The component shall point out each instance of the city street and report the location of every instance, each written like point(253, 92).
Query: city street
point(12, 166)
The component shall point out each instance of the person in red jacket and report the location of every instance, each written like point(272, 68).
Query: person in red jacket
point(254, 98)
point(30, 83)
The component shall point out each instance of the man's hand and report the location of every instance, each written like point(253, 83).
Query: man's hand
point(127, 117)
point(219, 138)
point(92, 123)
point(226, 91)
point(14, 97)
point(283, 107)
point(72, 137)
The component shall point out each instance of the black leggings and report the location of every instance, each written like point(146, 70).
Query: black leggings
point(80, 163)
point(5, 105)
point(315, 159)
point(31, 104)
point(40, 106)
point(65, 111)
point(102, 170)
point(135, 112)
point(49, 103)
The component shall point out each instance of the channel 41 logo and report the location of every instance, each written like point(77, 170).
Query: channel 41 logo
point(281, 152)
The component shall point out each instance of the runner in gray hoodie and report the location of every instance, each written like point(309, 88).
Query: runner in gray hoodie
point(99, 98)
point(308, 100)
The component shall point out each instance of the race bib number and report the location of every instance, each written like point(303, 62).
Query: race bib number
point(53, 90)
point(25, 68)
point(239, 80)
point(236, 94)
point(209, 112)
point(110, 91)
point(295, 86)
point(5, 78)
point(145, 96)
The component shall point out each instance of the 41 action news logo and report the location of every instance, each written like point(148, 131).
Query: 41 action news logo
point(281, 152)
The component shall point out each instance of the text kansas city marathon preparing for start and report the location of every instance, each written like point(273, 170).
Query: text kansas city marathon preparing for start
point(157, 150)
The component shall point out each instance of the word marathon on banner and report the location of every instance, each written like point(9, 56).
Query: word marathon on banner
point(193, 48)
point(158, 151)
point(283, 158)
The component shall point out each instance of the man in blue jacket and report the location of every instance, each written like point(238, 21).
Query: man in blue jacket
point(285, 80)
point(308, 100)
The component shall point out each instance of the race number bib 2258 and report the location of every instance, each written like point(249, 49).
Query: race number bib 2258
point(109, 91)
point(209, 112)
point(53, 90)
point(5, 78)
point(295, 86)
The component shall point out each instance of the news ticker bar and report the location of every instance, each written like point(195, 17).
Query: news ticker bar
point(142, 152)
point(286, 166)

==

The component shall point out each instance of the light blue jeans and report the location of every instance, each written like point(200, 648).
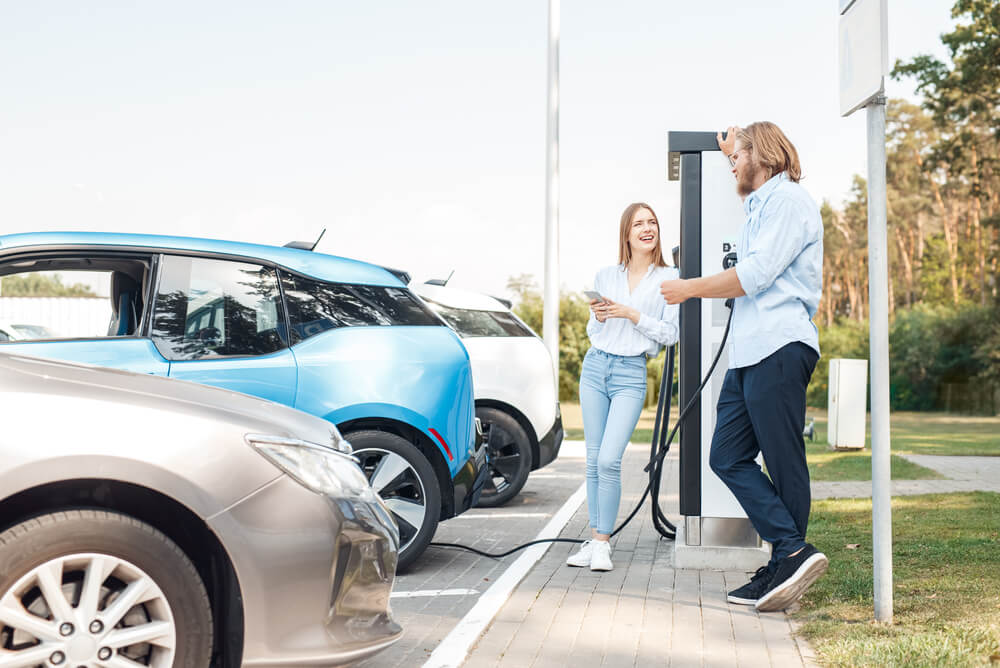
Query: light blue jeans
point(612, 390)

— Work to complete —
Please return only the lines above, starting at the line that has "The component shall point out each instance of the channel" and ending at the line that has "The component shall point out each instance of the race bib", keeping both and leaving each one unchanged.

— Task output —
The component shall point out each instance of the channel 41 logo and report the location of every instance, each written like point(77, 170).
Query: channel 41 logo
point(281, 152)
The component shall point out each instance of the runner in gray hoodie and report the location of every instance, each written like point(309, 88).
Query: runner in gray hoodie
point(99, 98)
point(308, 100)
The component shall point out each instance of the race bib number and report the location of every instance, each written like point(303, 62).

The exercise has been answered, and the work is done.